EXTRAIT À LIRE:
- - - -

La chronique d'Anne Bassi
12H59 - mercredi 6 avril 2022

Chronique littéraire d’Anne Bassi : entretien avec Karine Tuil, auteure de « La Décision », Gallimard

 

Alma Revel est juge d’instruction au sein du pôle antiterroriste. Menaces de mort, sms insultants, sécurité renforcée : « La violence, partout, tout le temps – rien ne nous y prépare vraiment. Mon prédécesseur m’avait prévenue : tu seras aspirée par cette noirceur, elle te contaminera, tu n’en dormiras plus ; je n’imaginais pas qu’elle m’abîmerait à ce point ».  

Alma doit se prononcer sur le sort d’Abdeljalil Kacem, suspecté d´avoir rejoint l´État islamique. Au cours des interrogatoires, il affirme son innocence et son désir de refaire sa vie. Mais est-il sincère ? Doit-elle le laisser en liberté surveillée ou le maintenir en détention ? Elle a toujours refusé d’incarcérer systématiquement par prévention en craignant que la prison ne radicalise encore davantage les prévenus.

A ce dilemme professionnel s’en ajoute un plus intime puisqu’ Alma vit une liaison avec Emmanuel, l’avocat du prévenu pour lequel elle instruit le dossier : « Il y a une règle tacite : rien n’interdit à un juge d’avoir une relation amicale, amoureuse, avec un avocat mais dans les faits, mieux vaut s’abstenir, ça évite les problèmes en particulier quand on a des dossiers en commun, il peut y avoir conflit d’intérêts ».

- - - -

DONNÉES RÉPERTORIÉES:

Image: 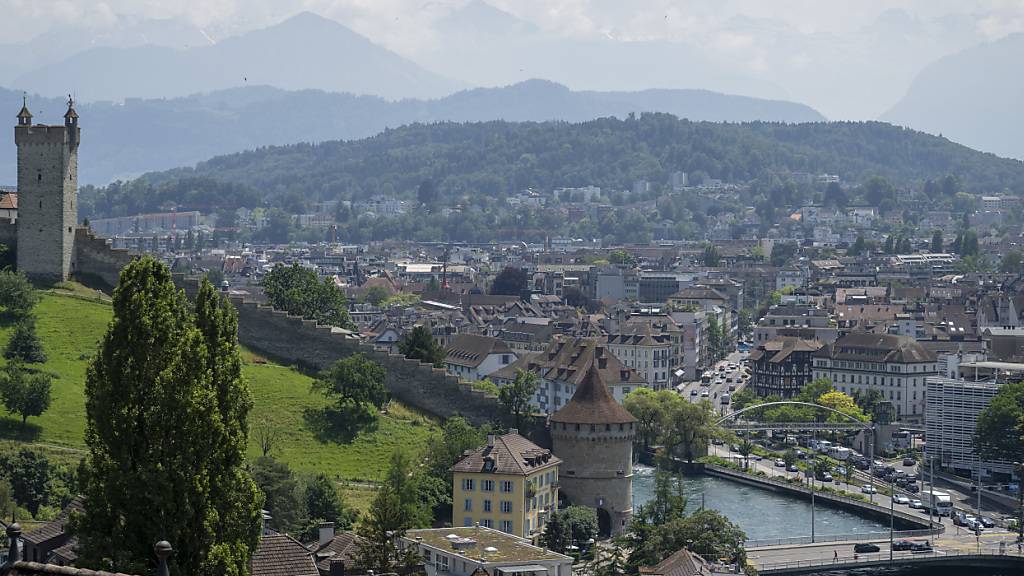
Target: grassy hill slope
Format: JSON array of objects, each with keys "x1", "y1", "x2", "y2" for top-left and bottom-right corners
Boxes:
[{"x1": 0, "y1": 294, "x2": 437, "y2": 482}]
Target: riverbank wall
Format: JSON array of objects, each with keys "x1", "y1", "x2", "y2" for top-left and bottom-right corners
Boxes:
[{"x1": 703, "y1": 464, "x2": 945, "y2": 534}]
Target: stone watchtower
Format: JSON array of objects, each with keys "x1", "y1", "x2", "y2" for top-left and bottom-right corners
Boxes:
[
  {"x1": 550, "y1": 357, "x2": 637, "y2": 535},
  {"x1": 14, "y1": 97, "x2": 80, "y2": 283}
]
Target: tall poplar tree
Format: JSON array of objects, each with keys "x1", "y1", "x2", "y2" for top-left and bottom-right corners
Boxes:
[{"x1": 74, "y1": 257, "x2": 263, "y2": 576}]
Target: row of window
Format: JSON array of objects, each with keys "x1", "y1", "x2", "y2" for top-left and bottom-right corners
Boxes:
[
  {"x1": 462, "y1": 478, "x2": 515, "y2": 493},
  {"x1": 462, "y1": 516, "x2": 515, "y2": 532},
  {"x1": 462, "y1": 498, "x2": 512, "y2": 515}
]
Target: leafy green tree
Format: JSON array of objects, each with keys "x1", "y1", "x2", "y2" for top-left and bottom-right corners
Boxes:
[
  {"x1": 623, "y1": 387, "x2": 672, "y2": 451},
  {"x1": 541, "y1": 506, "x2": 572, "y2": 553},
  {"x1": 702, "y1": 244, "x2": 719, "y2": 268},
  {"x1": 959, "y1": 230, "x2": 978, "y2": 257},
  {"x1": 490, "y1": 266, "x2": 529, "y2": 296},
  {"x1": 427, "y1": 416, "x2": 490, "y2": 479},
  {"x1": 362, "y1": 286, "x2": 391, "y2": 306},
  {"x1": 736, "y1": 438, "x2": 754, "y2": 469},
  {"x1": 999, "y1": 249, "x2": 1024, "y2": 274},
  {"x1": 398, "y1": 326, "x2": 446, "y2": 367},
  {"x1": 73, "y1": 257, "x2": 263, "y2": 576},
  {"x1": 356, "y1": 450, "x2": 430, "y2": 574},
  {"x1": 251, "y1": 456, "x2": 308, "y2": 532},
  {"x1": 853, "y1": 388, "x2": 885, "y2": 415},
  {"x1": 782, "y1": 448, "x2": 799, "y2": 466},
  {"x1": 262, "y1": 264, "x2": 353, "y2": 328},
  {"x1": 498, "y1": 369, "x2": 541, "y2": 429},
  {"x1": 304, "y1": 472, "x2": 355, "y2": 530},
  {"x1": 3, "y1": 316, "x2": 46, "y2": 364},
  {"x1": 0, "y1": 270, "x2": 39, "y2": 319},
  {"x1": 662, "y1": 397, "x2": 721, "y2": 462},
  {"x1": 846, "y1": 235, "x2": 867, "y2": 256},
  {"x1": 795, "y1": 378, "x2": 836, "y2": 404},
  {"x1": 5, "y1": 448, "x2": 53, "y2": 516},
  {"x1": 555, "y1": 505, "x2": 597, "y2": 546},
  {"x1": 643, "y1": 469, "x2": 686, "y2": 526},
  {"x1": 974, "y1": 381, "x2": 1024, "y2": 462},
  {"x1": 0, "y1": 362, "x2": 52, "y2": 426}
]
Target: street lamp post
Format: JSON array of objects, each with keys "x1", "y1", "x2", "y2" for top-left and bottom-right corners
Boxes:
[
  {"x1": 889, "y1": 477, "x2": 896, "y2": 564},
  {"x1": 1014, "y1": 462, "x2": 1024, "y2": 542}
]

- - - -

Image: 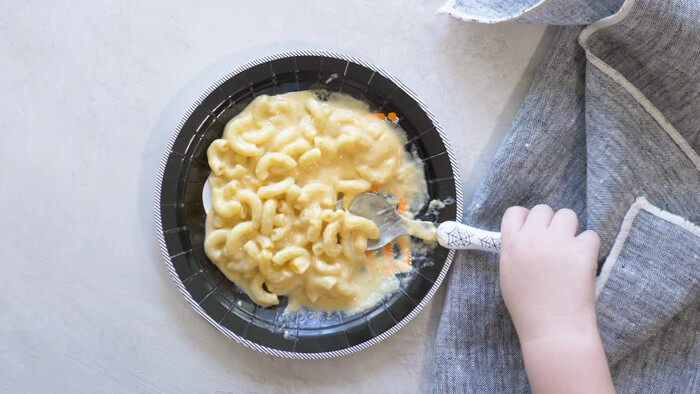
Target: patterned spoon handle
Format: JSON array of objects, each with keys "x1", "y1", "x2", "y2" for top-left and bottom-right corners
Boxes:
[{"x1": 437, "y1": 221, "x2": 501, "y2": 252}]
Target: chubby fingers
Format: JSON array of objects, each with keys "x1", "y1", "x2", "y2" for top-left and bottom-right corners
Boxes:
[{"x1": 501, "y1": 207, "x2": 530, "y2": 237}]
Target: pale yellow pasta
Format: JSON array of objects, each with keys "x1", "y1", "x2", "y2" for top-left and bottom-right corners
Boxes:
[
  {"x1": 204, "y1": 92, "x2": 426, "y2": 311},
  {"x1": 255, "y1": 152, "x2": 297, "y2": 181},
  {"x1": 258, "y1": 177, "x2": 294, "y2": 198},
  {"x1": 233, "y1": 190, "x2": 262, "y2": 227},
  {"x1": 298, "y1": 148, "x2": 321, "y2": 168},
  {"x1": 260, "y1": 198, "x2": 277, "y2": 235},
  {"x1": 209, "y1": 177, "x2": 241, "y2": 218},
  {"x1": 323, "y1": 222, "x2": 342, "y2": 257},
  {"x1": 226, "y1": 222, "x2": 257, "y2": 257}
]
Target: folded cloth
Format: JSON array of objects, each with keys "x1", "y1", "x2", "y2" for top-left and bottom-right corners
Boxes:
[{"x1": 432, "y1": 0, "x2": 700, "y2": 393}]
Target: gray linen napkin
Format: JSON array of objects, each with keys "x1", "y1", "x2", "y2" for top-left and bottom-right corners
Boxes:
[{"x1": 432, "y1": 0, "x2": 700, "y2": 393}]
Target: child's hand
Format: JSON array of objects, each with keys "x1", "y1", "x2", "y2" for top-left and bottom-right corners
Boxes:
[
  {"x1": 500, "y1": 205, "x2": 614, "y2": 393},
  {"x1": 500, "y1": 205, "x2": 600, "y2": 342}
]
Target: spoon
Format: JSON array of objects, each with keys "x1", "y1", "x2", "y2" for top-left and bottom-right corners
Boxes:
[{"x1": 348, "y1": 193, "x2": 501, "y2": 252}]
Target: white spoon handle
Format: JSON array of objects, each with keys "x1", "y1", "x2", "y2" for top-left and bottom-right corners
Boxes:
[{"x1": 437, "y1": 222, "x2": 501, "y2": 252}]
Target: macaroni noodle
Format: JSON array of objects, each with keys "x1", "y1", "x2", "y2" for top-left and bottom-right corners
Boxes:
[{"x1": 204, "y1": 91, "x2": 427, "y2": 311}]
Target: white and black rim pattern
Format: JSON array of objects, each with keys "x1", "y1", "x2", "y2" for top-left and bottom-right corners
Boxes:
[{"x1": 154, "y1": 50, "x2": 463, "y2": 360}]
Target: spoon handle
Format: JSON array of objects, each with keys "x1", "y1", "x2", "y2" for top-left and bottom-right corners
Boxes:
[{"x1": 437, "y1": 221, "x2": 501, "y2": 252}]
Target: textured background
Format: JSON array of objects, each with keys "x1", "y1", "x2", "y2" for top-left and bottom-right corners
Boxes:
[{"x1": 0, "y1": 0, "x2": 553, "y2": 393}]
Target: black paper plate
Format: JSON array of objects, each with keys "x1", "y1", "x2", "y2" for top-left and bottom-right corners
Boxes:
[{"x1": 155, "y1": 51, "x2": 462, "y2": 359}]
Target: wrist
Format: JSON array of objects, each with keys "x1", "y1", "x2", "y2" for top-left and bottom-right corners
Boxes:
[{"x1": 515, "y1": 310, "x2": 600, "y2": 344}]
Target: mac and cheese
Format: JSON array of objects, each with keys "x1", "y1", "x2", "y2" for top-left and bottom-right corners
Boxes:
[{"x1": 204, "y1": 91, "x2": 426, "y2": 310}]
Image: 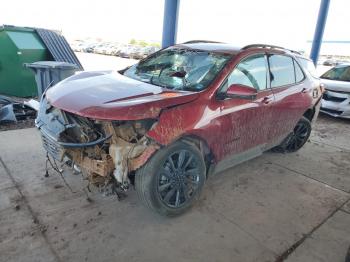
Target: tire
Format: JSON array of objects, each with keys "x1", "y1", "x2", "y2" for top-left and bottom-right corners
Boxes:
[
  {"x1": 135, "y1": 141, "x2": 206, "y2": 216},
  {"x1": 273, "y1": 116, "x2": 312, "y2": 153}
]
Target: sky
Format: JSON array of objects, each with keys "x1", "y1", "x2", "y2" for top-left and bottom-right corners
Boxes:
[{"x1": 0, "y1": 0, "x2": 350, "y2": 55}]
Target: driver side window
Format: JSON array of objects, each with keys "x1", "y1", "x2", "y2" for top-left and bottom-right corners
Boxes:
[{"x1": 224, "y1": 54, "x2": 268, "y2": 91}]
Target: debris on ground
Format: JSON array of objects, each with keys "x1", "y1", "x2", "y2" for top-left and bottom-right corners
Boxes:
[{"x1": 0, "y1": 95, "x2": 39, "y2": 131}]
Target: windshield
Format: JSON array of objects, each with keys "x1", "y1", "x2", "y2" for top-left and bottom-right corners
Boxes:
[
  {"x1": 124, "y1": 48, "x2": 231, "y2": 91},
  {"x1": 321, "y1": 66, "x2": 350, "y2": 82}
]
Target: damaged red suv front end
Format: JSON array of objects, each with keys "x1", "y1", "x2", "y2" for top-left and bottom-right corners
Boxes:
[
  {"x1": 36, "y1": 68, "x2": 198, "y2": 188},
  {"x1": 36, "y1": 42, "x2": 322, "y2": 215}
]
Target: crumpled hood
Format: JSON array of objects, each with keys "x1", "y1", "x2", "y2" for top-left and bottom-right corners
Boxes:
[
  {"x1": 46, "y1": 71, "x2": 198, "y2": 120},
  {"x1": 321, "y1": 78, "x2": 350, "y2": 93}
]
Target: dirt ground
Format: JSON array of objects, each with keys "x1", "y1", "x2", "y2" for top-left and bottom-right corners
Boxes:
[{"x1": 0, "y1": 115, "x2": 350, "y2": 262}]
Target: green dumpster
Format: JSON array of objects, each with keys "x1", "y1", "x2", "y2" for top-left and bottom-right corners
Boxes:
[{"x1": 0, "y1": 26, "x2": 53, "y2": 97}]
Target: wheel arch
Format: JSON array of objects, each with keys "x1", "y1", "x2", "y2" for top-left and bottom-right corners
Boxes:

- - - -

ACTIONS À RÉALISER:
- A) D'après l'extrait à lire, pourquoi Alma Revel a-t-elle toujours refusé d'incarcérer systématiquement par prévention ? Répondez en une à trois phrases.
- B) Recopiez, s'il vous plaît, le passage de l'extrait à lire qui s'ouvre sur les mots contenant « Chronique littéraire d’Anne » et se termine par « davantage les prévenus. ».

RÉSULTATS PAR TÂCHE:
- A) Alma Revel a toujours refusé d'incarcérer systématiquement par prévention parce qu'elle craint que la prison ne radicalise encore davantage les prévenus.

- B)
Chronique littéraire d’Anne Bassi : entretien avec Karine Tuil, auteure de « La Décision », Gallimard

 

Alma Revel est juge d’instruction au sein du pôle antiterroriste. Menaces de mort, sms insultants, sécurité renforcée : « La violence, partout, tout le temps – rien ne nous y prépare vraiment. Mon prédécesseur m’avait prévenue : tu seras aspirée par cette noirceur, elle te contaminera, tu n’en dormiras plus ; je n’imaginais pas qu’elle m’abîmerait à ce point ».  

Alma doit se prononcer sur le sort d’Abdeljalil Kacem, suspecté d´avoir rejoint l´État islamique. Au cours des interrogatoires, il affirme son innocence et son désir de refaire sa vie. Mais est-il sincère ? Doit-elle le laisser en liberté surveillée ou le maintenir en détention ? Elle a toujours refusé d’incarcérer systématiquement par prévention en craignant que la prison ne radicalise encore davantage les prévenus.